_Exercise set_.
**1.** Reproduce the passage of the exhibition text that starts at "Some pieces in" and ends at "of the works.".
**2.** List the art forms that the exhibition text says the collections contain.

══ Text passage ══

This exhibition is drawn from The FGCU Art Galleries’ Permanent Collection, primarily from a donation by ASG Software Solutions, along with a work donated by Carol Littleton-Shay and a piece from Art in State Buildings. These collections contain painting, printmaking, sculpture, textiles, and ceramics. Of the over one hundred and sixty works from these collections, nine were selected. These works were chosen in order to show shared qualities; that of alternative weaving, sculptural techniques, and use of the grid. The pieces stretch the literal constraints of “textile” and “collage” to form visual narratives that are conceptually linked.
The works were made by artists who have a mutual understanding of weaving, pattern, and color. They break conventions and offer new ideas based on these shared concepts and principles. While these artists and their works are extremely varied, they coincide at intersections of method and process. They also draw on a variety of cultural traditions of the Mayans, Native Americans, and the Colonial Spaniards. These cultures and others introduced specialized methods and signature nuances to their textiles. For example, Ziek’s method of weaving within her piece was influenced by traditional Mayan weavings. Ziek says, “The brocading is done, pick by pick...I learned this technique of supplementary weft when I lived in Guatemala and studied with Mayan weavers on backstrap looms.”
Some pieces in this exhibition are newly displayed without a case or frame, which ultimately alters the way they are viewed. Bhakti Ziek’s Sugar Blues was originally framed, as were many of the works in the exhibition. The frames served the needs of ASG’s Corporate Offices but diminished the pieces’ materiality. Decisions were made during the initial curatorial process that aimed to enhance and emphasize the physicality of the works.

═══
══ Items ══

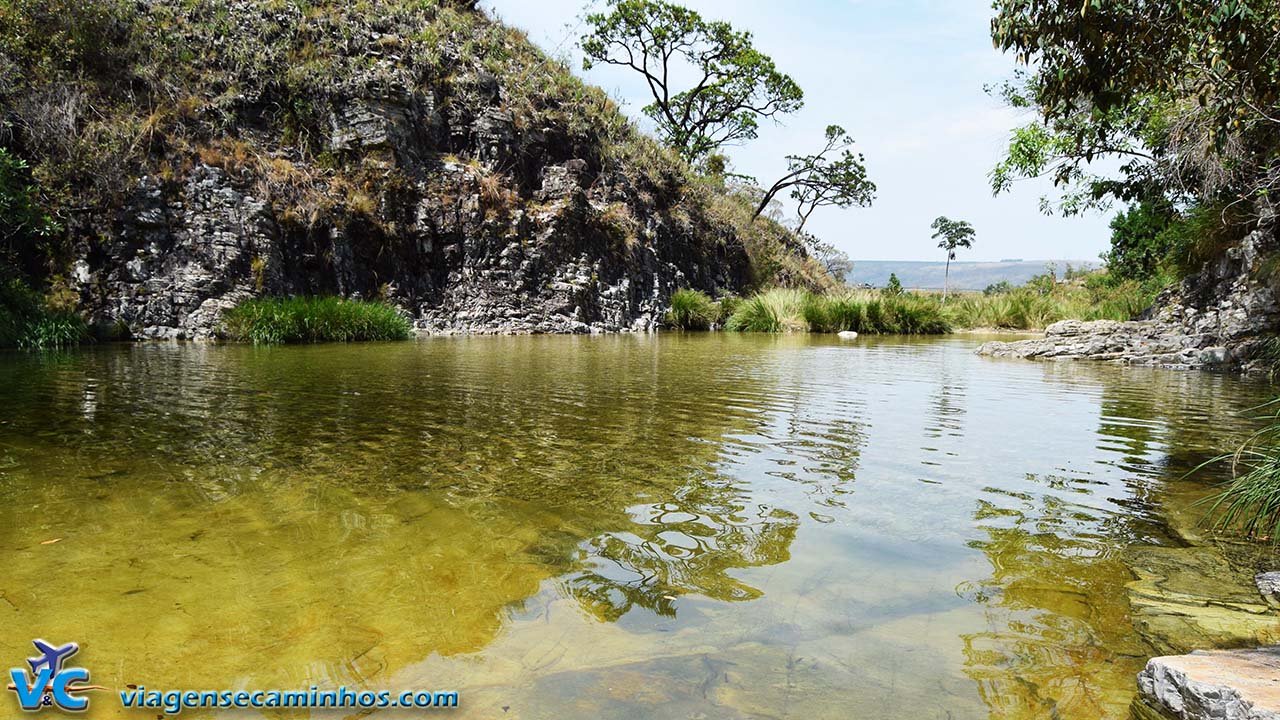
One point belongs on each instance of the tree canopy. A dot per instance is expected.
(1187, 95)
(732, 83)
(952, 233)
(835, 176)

═══
══ Items ══

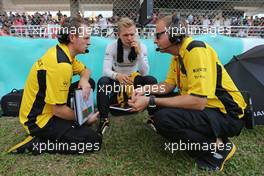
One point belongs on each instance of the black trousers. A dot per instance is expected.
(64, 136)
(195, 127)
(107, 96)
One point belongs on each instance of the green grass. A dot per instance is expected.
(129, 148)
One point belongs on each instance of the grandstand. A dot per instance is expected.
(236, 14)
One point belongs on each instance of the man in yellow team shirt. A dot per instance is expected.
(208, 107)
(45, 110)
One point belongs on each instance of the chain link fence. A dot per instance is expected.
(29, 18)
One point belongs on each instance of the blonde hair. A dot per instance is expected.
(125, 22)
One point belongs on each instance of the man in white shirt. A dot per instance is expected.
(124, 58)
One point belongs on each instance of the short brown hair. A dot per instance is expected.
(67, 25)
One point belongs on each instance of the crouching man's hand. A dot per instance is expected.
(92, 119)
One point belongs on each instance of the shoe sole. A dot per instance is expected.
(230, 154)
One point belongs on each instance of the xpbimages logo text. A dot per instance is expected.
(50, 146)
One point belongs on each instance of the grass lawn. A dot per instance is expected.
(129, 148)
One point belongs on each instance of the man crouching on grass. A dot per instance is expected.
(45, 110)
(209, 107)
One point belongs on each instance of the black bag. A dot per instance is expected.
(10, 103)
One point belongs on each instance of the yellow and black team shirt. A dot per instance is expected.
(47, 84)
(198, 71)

═══

_Worked answers_.
**1.**
Some pieces in this exhibition are newly displayed without a case or frame, which ultimately alters the way they are viewed. Bhakti Ziek’s Sugar Blues was originally framed, as were many of the works in the exhibition. The frames served the needs of ASG’s Corporate Offices but diminished the pieces’ materiality. Decisions were made during the initial curatorial process that aimed to enhance and emphasize the physicality of the works.

**2.** painting, printmaking, sculpture, textiles, ceramics